## Bereitgestellter Text:
● ● ● ● ● ● ●
Nach einem Dreivierteljahr sagten sie, Signora, wir können nicht helfen. Dafür schrieben sie ihr einen Bericht, in dem sie die Eigenschaften der Imbutini wissenschaftlich analysierten. „Noch jedes Mal, wenn ich ihn lese, habe ich Tränen in den Augen“, sagt Valentini, so positiv sei er ausgefallen.
Die Trichterform füllt sich mit der Soße
In dem Bericht heißt es: Die Pasta kocht in jedem Eck perfekt durch, die Trichterform füllt sich mit den schmackhaften Zutaten der Soße, aber durch das Loch an der Spitze kann das Kochwasser beim Abgießen problemlos abfließen, sodass man sich nicht die Zunge verbrennt.
Über Zufall erfährt Luca Tommasi von den Imbutini. Eigentlich baut seine Firma Verpackungsautomaten und maßgefertigte Fließbandmaschinen. Als er mit Valentini einen Termin ausmacht, glaubt er, mit der Besitzerin eines Unternehmens zu sprechen. Dann steigt er ins Auto und merkt, dass er in ein Wohnviertel gelotst wird. „Wir arbeiten eigentlich nicht mit Privatpersonen“, sagt er fast entschuldigend. „Ich habe mir gesagt, was soll’s, ich habe den Termin schon ausgemacht, wir plaudern ein bisschen, trinken einen Espresso und dann gehe ich wieder.“ Angesichts ihres Enthusiasmus und Tatendrangs kann der Ingenieur jedoch nicht Nein sagen. Außerdem gefällt Tommasi die Herausforderung.
Die war dann ziemlich groß: Tommasi hat noch nie mit Teig gearbeitet, und im Gegensatz zu stabilem Metall verändert sich Pastateig schon bei einem Wetterumschwung. Der Ingenieur erklärt, was ihn am Nudelteig wahnsinnig machte: Er ist feucht, klebrig und elastisch. Zum Glück hat auch Tommasi sbuzzo. Zwei Jahre nach dem ersten Prototyp in der Garage hat er eine voll funktionsfähige Pastamaschine in zwei Größen entwickelt, die 45 beziehungsweise 70 Kilo Pasta pro Stunde herstellen kann. Er ist in das Geschäft mit den Imbutini eingestiegen.
● ● ● ● ● ● ●
## Inhalt des Materials:
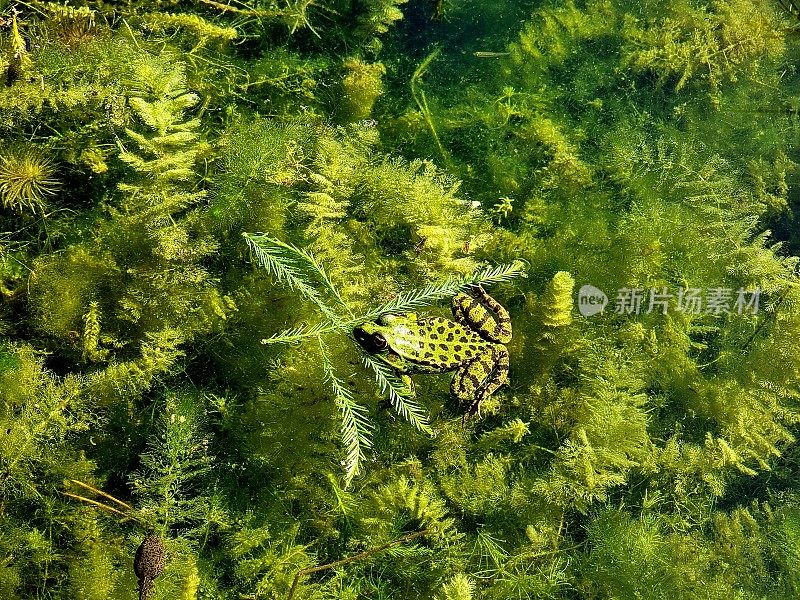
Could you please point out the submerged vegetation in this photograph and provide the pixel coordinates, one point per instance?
● ● ● ● ● ● ●
Was stellt die Firma von Luca Tommasi laut dem Text über die Imbutini eigentlich her? Antworte bitte in einem Satz.

## Ergebnis der Aufgabe:
Sie baut Verpackungsautomaten und maßgefertigte Fließbandmaschinen.